> **What this exercise asks**:
(A) Give an updated version of the part of the DevOps chapter that opens with the words containing "This chapter covers" and closes with "and more reliably.", with "Container Registry" changed to "Artifact Registry".
(B) Answer these questions from the DevOps chapter:
(i) Which chapter number is this, and out of how many chapters?
(ii) Which objective does the chapter fall under?
(iii) Roughly what share of GCDL exam questions does this topic appear in?

GCDLChapter 13 of 101Objective 4.3

DevOps on Google Cloud

This chapter covers DevOps practices on Google Cloud, focusing on how Cloud Build, Container Registry, and Cloud Operations enable continuous integration, delivery, and monitoring. For the GCDL exam, this topic appears in roughly 10-15% of questions, particularly around the purpose and benefits of each service and how they integrate. Understanding these concepts is critical for digital leaders who need to orchestrate development and operations teams to deliver software faster and more reliably.

> **Data segment**:
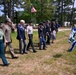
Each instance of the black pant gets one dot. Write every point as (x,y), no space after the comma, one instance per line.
(48,39)
(30,43)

> **Answers**:
(A)
This chapter covers DevOps practices on Google Cloud, focusing on how Cloud Build, Artifact Registry, and Cloud Operations enable continuous integration, delivery, and monitoring. For the GCDL exam, this topic appears in roughly 10-15% of questions, particularly around the purpose and benefits of each service and how they integrate. Understanding these concepts is critical for digital leaders who need to orchestrate development and operations teams to deliver software faster and more reliably.

(B)
(i) Chapter 13 of 101.
(ii) Objective 4.3.
(iii) Roughly 10-15%.